Required work:
a) In the piece on wine ingredient labels, which agency regulates wine instead of the Food and Drug Administration?
b) From the piece on wine ingredient labels, give back the passage that begins at the words "Almost all of" and stops after "is an exception.".
c) Carry on the piece about wine ingredient labels past its final sentence.

Page:
--- Begin ---

All wines shall have ingredient labels

Almost all of the food you buy has ingredients listed on the label. Wine, regulated by the Tax & Trade Bureau (TTB) instead of the Food and Drug Administration, is an exception.

In an ideal world, the ingredients might look like this: yeast, fermented grapes, sulfur. However, it might also include things like grape juice concentrate, powdered tannin, diammonium phosphate, gum arabic or any in a long list of approved additives.

Some are used to clarify the wine or, in many cases, to improve its quality. However, this means we really have little idea of what’s actually inside. Winemakers that try to do things the old fashioned way have to compete against the mad scientists.

There are arguments against ingredient lists on wine labels. We will ignore them all here.

Consumers have largely become desensitized to labels on things like Doritos (disodium guanylate, anyone?) and other items. They will now be able to choose whether to do so on their wine labels, too.

--- End ---

Material:
--- Begin ---

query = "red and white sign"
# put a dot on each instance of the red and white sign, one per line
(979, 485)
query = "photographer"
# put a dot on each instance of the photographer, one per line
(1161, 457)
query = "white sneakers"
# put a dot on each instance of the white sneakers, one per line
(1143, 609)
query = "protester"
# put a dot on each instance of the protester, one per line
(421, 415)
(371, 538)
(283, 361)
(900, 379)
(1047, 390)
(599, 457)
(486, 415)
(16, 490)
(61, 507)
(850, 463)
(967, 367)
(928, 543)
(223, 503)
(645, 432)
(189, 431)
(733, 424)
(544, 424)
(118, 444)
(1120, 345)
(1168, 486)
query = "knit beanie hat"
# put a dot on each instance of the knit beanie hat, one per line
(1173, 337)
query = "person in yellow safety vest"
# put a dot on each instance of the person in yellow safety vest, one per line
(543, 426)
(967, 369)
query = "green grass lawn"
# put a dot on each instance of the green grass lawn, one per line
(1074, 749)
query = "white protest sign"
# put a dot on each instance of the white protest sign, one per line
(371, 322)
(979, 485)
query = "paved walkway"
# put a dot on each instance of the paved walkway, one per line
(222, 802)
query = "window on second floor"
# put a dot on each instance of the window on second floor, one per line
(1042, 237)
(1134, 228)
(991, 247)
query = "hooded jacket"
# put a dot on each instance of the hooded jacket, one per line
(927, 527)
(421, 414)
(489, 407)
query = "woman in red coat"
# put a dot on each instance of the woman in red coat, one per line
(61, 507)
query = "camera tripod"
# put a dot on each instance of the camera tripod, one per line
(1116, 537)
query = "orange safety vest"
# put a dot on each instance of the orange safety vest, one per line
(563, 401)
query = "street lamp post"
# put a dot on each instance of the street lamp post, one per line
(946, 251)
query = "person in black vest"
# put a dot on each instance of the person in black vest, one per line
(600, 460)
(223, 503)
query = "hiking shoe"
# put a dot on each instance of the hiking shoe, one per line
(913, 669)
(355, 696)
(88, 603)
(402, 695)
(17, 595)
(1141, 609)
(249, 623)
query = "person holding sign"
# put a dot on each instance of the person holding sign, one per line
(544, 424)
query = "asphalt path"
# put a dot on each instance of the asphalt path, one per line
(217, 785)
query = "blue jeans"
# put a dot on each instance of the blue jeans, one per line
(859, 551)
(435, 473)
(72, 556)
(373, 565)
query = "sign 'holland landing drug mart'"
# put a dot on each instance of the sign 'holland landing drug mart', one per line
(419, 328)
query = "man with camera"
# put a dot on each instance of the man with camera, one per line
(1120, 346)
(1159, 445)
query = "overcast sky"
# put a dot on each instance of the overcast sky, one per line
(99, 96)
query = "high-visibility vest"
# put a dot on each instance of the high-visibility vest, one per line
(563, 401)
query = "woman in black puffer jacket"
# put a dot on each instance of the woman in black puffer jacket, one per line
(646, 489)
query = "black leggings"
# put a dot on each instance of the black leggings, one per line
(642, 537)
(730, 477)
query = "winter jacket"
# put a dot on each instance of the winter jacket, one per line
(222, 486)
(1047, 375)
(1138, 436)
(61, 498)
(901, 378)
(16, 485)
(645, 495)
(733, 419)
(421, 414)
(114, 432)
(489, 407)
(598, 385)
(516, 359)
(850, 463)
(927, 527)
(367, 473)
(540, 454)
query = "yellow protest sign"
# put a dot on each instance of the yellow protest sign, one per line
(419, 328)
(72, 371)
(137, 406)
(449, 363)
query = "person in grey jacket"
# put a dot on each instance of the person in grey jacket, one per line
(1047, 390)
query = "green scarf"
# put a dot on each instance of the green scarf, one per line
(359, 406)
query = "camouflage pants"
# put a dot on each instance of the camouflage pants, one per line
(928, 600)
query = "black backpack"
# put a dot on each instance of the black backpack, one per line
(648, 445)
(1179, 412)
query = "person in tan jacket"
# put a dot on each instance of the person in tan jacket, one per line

--- End ---

Answers given:
a) The Tax & Trade Bureau (TTB).

b)
Almost all of the food you buy has ingredients listed on the label. Wine, regulated by the Tax & Trade Bureau (TTB) instead of the Food and Drug Administration, is an exception.

c)
All wines will use certified taint free closures

Cork taint, most commonly caused by trichloroanisole (TCA), has long been a scourge on the wine industry. No more.

From now on, all wines will be required to use closures that are certified free from cork taint. Plenty of these options, like screwcaps and composite corks, have existed for years. Recently, some cork companies have introduced processes to remove TCA and other contaminants from natural cork closures. They are also able to individually test corks.

This comes not a moment too soon. From this day forward, all bottles will be required to use a stopper that has no chance to contaminate the wine. All other closures are hereby forbidden. I will leave the larger issue of reparations to consumers for decades of cork-tainted bottles purchased for a subsequent time.

Illustration of a wine bottle on a scale marked "heavy"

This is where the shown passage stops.